● **TEXT PROVIDED**
According to a recent Harris Poll done on July 21, roughly half of Americans believe that Iraq had WMDs when the U.S. invaded contrary to all evidence
that shows that their WMDs were destroyed after the 1991 Gulf War.
news.yahoo.com
Did Saddam Hussein's government have weapons of mass destruction in 2003?
Half of America apparently still thinks so, a new poll finds, and experts see a raft of reasons why: a drumbeat of voices from talk radio to die-hard
bloggers to the Oval Office, a surprise headline here or there, a rallying around a partisan flag, and a growing need for people, in their own minds,
to justify the war in Iraq.
The reality in this case is that after a 16-month, $900-million-plus investigation, the U.S. weapons hunters known as the Iraq Survey Group declared
that Iraq had dismantled its chemical, biological and nuclear arms programs in 1991 under U.N. oversight. That finding in 2004 reaffirmed the work of
U.N. inspectors who in 2002-03 found no trace of banned arsenals in Iraq.
Please visit the link provided for the complete story.
In the weeks prior to this survey, there were senators stating that there were, in fact, WMDs in Iraq at the time of the invasion. The WMDs that
they were referring to were rusting carcasses of SCUDs and other missiles in open fields that were not totally destroyed, though they were destroyed
enough that they could not be used again.

● **WHAT YOU ARE ASKED TO DO**
Please continue the post about the poll on Iraq's weapons of mass destruction, starting after its last sentence. The lines after this text are not needed.

(Grounding data for objects described in natural language)
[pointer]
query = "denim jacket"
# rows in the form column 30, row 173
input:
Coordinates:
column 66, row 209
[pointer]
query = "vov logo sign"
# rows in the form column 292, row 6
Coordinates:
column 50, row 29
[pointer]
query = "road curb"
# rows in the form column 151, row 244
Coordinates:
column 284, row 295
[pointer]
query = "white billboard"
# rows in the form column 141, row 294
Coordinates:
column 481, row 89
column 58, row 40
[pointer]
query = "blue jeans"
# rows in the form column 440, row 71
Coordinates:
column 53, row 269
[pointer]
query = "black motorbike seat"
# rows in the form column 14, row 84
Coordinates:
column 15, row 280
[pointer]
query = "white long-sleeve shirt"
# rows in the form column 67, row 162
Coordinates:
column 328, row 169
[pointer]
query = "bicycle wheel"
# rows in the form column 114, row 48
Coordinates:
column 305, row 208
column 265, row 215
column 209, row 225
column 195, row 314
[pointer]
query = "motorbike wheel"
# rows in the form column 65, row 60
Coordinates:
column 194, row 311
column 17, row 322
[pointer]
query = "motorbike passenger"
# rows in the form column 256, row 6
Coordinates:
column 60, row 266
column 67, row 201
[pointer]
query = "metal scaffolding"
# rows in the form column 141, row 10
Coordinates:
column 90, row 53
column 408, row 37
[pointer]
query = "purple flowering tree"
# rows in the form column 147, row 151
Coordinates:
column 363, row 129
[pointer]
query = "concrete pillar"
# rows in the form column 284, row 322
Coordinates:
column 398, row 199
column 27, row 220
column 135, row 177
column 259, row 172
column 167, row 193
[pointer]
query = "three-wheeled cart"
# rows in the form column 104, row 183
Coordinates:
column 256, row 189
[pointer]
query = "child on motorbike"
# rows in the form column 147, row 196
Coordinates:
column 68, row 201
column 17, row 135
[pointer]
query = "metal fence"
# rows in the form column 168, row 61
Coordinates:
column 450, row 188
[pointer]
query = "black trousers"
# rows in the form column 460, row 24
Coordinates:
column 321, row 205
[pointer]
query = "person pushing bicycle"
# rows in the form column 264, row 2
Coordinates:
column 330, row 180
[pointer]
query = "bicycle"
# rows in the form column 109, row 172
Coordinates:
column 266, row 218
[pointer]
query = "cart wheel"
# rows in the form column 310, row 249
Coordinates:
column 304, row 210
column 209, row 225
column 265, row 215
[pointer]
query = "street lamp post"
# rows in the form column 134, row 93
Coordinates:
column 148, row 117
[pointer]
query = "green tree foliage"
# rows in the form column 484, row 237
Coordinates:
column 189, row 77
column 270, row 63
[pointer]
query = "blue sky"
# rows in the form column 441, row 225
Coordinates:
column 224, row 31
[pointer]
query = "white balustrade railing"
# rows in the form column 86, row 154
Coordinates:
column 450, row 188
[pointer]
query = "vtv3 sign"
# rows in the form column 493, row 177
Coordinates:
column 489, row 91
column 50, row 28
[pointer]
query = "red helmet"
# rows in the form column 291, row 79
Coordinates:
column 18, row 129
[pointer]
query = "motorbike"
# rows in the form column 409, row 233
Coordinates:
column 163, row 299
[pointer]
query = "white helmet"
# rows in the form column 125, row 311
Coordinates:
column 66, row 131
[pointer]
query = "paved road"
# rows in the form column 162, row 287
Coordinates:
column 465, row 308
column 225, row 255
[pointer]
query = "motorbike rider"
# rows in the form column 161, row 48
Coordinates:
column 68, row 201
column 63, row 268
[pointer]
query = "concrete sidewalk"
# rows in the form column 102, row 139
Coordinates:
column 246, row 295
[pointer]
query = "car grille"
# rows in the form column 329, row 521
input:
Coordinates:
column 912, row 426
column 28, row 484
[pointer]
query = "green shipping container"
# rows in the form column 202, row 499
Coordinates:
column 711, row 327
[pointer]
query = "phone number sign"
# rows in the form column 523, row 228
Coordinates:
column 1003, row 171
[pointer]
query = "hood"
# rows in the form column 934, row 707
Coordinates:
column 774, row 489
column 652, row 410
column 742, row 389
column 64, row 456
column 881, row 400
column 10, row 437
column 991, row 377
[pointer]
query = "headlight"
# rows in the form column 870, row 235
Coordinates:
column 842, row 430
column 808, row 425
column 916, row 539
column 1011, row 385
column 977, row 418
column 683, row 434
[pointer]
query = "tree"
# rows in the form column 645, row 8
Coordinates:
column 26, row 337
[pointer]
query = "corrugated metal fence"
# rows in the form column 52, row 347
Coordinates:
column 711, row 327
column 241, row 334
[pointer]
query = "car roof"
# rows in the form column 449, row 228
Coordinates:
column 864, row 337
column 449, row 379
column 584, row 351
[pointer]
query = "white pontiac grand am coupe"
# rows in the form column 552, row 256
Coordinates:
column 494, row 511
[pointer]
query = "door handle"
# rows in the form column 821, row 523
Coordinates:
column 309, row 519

● **ANSWER SPACE**
Most Americans only read the headline of that story and therefore still believe that there are WMDs still there rather than to read the story to
realize that the senators were just spewing propoganda to the masses who never bother to read beyond the headlines.
Equally guilty are the mainstream press who print such headlines without actually having a story to go with it. This reduces our mainstream press to
a mere propoganda machine and therefore less reliable than the popular grocery stand rumor magazines.
I suspect that this survey would not fare so well if done today, just a few weeks after the WMD propoganda was published. This propoganda & poll may
have been orchistrated as an election year spoof to rally support for those defending our presence in Iraq.